• Your goal:
Rewrite the part of the tribunal decision below that opens with the words "2A preliminary hearing" and closes with "a non-union position.", with "Plant Trainer" replaced by "Training Coordinator".

• Page extract:
HUMAN RIGHTS TRIBUNAL OF ONTARIO
B E T W E E N:
Cathy O’Regan Applicant
-and-
Firestone Textiles Company, A Division of Bridgestone/Firestone Canada Inc., Lynda Ruffo and Bill Matetich Respondents
DECISION
Adjudicator: Mark Hart Date: March 5, 2010 Citation: 2010 HRTO 502 Indexed as: O’Regan v. Firestone Textiles
APPEARANCES BY
Cathy O’Regan, Applicant ) On her own behalf Firestone Textiles Company, A Division of Bridgestone/Firestone Canada Inc., Lynda Ruffo and Bill Matetich, Respondents ) Daniel McDonald, Counsel
1This is an Application dated May 28, 2009 and filed under section 53(5) of Part VI of the Human Rights Code, R.S.O. 1990, c. H.19, as amended (the “Code”). The underlying complaint in this matter was filed with the Ontario Human Rights Commission (the “Commission”) on February 1, 2008.
2A preliminary hearing in this matter took place on March 2, 2010 to determine the issue raised by the respondents that the Application should be dismissed as an abuse of process as a result of the Release signed by the applicant on January 15, 2008.
3In keeping with the expeditious manner in which s. 53 applications are to be conducted, at the conclusion of the hearing on March 2, 2010, I issued the following oral decision.
This is a preliminary request by the respondents for dismissal of the Application as an abuse of process based upon a release signed by the applicant on January 15, 2008.
The applicant was employed by the corporate respondent commencing in 1990 as a unionized production worker. She was promoted in 2002 to the position of Plant Trainer, which is a non-union position.
In the fall of 2007, the applicant went on an approved medical leave for a period of nine weeks, returning to work on November 26, 2007. Following her return to work, the applicant experienced issues with a manager who worked in her area, and raised these issues with her direct supervisor, the personal respondent Lynda Ruffo, in a letter dated December 9, 2007. In particular, the applicant alleged in that letter that she believed that she had experienced a pattern of repercussions as a result of taking medical leave.

• Data extracts:
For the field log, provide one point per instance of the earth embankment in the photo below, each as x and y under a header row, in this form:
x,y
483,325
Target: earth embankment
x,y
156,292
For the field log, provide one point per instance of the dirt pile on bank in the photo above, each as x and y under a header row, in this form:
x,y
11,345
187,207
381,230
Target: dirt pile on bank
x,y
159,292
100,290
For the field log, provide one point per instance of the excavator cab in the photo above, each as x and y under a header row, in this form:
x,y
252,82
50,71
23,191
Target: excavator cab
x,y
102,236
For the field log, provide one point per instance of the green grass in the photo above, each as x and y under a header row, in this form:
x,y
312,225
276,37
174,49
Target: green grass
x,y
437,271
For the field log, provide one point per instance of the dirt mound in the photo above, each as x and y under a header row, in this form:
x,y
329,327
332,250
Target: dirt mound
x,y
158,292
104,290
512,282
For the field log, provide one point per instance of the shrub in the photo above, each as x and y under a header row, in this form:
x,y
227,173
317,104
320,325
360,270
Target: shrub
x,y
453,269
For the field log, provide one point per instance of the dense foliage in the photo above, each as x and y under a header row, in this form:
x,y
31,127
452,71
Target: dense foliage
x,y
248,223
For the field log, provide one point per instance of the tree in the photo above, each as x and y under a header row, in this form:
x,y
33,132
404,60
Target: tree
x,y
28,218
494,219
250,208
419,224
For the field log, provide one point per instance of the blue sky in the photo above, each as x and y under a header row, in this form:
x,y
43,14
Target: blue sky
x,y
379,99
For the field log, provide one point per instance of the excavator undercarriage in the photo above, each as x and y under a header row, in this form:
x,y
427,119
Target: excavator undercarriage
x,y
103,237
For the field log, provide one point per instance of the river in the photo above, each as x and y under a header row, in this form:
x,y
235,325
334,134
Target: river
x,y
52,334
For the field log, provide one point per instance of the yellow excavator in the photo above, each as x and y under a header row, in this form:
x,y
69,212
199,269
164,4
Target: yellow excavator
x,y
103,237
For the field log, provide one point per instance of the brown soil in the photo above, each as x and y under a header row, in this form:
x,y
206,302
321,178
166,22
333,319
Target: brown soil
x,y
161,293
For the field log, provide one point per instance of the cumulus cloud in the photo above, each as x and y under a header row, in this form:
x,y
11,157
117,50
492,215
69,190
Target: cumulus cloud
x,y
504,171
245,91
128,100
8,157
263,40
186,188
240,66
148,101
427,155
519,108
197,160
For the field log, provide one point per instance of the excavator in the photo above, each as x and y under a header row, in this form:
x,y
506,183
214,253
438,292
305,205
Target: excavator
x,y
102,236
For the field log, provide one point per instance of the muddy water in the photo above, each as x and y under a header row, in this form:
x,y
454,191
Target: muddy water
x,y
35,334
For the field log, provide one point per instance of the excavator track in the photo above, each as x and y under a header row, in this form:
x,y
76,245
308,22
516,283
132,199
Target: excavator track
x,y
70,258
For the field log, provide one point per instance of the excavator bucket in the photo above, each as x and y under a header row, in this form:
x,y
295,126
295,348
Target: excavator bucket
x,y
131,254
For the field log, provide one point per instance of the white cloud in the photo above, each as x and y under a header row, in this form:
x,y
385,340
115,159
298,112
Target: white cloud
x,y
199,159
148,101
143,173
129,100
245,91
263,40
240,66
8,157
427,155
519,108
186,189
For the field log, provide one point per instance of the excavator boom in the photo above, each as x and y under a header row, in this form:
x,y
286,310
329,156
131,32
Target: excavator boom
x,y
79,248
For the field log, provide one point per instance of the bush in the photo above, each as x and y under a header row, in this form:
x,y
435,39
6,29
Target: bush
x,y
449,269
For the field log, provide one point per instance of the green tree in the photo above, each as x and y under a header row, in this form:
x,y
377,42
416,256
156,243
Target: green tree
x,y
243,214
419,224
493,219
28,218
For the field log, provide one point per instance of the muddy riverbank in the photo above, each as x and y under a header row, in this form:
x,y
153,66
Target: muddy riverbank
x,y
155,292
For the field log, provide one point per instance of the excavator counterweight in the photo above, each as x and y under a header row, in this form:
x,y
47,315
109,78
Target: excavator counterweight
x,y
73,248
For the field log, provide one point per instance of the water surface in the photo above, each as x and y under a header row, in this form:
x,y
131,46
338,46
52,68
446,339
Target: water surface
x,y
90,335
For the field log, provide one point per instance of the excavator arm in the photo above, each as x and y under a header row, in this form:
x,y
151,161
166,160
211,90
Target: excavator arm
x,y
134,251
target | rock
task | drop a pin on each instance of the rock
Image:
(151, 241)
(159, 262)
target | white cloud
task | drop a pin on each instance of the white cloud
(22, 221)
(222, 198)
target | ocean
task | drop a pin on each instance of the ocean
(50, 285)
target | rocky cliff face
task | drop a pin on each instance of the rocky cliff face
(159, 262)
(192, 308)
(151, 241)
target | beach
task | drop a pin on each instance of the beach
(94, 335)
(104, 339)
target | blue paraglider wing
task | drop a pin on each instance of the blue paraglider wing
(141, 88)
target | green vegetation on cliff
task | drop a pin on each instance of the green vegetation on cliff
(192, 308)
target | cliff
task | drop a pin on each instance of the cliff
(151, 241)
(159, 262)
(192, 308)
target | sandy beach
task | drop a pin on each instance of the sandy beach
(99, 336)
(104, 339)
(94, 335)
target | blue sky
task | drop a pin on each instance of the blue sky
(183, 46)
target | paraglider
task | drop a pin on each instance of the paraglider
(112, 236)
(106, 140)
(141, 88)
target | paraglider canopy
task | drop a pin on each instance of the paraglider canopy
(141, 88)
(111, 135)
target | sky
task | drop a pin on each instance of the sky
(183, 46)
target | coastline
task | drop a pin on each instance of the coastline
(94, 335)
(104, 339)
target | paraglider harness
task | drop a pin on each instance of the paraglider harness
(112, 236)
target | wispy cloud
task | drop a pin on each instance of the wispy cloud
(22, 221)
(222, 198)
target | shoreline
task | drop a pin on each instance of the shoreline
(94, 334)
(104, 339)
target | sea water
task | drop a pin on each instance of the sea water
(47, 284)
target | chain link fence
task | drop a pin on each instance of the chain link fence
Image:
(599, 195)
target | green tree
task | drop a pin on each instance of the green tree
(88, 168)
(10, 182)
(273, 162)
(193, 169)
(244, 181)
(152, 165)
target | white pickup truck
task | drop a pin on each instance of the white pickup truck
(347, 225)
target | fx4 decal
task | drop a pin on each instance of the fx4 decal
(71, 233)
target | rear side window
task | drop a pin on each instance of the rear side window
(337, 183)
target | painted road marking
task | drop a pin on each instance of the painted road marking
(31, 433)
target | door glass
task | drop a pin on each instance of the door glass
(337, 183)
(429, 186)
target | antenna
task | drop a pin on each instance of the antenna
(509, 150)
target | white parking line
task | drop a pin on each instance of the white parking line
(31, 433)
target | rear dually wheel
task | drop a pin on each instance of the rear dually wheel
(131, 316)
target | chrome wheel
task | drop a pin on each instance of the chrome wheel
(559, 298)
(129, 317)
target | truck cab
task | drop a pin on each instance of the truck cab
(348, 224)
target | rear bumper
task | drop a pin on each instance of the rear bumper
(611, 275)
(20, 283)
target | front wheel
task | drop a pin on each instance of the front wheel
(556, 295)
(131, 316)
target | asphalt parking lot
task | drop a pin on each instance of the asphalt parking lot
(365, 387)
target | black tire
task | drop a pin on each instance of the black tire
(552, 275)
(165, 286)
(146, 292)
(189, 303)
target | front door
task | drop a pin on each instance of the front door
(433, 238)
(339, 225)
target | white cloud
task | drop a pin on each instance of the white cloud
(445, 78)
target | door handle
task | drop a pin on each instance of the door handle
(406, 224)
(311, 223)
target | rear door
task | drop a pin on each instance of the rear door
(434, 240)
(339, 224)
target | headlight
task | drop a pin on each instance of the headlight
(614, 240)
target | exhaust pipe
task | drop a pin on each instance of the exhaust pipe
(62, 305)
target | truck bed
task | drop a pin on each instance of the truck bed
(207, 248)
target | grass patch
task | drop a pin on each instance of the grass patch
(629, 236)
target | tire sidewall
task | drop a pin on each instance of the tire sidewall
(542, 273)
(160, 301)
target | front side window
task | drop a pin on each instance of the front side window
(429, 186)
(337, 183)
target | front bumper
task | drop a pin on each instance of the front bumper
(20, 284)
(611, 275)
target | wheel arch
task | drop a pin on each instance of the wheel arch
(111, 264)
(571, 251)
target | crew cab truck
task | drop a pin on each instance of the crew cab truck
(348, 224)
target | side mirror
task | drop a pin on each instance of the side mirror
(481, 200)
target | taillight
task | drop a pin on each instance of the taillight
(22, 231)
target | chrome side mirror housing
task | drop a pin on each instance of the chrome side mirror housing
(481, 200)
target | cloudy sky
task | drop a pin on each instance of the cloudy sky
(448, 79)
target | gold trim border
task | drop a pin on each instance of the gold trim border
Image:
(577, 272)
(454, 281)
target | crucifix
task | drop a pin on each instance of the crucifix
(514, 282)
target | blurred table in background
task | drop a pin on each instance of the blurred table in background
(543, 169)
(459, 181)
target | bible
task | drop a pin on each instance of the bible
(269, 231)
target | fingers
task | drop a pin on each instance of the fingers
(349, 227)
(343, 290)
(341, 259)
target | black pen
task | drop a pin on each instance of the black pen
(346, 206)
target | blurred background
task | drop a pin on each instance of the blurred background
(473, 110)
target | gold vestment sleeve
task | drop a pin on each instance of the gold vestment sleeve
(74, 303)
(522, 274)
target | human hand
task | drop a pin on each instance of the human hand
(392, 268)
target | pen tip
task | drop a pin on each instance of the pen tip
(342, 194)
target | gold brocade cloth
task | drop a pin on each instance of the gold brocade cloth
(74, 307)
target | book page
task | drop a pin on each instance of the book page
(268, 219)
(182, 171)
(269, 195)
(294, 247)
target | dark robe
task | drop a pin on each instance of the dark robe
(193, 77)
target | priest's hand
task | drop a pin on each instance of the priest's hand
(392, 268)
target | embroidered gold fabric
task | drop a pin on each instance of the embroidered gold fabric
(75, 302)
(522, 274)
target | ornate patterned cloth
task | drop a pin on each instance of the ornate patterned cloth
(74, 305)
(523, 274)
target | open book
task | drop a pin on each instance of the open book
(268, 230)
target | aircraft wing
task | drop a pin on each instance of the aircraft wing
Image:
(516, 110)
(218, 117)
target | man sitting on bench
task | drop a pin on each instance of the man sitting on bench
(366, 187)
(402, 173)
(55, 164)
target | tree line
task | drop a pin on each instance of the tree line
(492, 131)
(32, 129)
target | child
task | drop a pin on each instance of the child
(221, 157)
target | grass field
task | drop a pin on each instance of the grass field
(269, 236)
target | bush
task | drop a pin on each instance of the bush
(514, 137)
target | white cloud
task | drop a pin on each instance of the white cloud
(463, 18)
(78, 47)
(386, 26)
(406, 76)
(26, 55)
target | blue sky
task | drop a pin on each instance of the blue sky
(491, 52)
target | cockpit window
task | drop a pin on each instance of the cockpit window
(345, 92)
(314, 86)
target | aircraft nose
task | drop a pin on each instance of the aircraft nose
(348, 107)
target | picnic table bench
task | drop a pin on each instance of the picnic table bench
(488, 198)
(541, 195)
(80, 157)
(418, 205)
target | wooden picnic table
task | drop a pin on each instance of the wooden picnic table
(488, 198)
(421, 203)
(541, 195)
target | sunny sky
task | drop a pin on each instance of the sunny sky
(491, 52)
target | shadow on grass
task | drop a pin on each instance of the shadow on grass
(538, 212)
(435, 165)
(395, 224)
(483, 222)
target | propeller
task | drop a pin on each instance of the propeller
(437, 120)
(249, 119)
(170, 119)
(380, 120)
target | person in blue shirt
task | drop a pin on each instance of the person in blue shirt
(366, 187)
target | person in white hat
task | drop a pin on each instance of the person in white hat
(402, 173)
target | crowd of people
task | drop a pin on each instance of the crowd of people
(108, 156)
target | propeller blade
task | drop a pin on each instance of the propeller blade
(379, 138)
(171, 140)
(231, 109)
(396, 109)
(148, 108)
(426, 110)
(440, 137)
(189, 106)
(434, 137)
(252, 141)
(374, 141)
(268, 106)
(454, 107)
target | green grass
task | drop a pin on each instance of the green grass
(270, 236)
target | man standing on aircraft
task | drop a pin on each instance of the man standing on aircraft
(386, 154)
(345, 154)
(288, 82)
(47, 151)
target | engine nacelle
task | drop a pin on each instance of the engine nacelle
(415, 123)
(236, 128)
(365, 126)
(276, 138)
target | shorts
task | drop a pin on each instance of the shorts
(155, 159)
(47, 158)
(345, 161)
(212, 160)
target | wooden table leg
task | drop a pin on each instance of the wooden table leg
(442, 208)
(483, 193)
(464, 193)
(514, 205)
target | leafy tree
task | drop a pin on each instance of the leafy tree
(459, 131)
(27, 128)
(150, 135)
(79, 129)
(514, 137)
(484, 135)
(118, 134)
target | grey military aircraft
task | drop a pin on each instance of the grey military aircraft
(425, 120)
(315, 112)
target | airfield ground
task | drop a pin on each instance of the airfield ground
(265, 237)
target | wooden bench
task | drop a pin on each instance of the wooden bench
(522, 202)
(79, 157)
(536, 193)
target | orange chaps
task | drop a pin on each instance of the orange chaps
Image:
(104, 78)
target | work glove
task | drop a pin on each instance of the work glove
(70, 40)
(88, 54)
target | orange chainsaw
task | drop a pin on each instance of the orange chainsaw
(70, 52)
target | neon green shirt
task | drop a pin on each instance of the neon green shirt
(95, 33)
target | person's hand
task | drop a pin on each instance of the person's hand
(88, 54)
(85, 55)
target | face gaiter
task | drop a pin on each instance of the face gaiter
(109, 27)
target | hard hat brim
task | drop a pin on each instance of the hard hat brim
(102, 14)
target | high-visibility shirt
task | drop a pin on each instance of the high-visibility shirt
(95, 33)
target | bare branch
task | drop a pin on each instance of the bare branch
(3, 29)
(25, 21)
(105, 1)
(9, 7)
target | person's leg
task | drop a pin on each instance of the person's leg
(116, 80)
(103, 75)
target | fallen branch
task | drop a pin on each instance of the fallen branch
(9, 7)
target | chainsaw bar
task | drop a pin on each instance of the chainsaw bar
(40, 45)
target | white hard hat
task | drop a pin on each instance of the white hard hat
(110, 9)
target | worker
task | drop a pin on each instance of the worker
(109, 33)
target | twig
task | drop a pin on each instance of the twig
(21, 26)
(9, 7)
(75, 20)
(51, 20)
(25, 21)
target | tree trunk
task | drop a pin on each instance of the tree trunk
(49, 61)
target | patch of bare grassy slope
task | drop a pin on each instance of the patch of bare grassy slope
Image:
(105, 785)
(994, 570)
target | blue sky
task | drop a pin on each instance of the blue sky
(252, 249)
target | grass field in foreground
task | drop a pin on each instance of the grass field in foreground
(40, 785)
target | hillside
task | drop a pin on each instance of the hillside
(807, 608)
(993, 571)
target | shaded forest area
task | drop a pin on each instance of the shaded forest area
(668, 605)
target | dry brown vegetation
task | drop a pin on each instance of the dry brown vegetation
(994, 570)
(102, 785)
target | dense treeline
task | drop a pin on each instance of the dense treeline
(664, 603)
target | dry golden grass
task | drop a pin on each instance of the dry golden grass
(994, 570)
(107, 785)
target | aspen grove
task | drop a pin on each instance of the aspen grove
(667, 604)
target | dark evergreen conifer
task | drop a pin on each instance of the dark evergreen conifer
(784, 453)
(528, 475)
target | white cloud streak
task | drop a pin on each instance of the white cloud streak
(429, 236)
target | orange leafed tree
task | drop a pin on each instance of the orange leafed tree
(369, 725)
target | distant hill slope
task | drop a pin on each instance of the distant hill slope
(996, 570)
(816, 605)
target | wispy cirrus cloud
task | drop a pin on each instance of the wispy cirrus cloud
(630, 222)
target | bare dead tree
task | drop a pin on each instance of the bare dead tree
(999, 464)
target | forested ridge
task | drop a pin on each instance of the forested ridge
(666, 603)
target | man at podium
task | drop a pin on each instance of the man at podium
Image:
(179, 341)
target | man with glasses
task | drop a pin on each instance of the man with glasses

• Response to the task:
2A preliminary hearing in this matter took place on March 2, 2010 to determine the issue raised by the respondents that the Application should be dismissed as an abuse of process as a result of the Release signed by the applicant on January 15, 2008.
3In keeping with the expeditious manner in which s. 53 applications are to be conducted, at the conclusion of the hearing on March 2, 2010, I issued the following oral decision.
This is a preliminary request by the respondents for dismissal of the Application as an abuse of process based upon a release signed by the applicant on January 15, 2008.
The applicant was employed by the corporate respondent commencing in 1990 as a unionized production worker. She was promoted in 2002 to the position of Training Coordinator, which is a non-union position.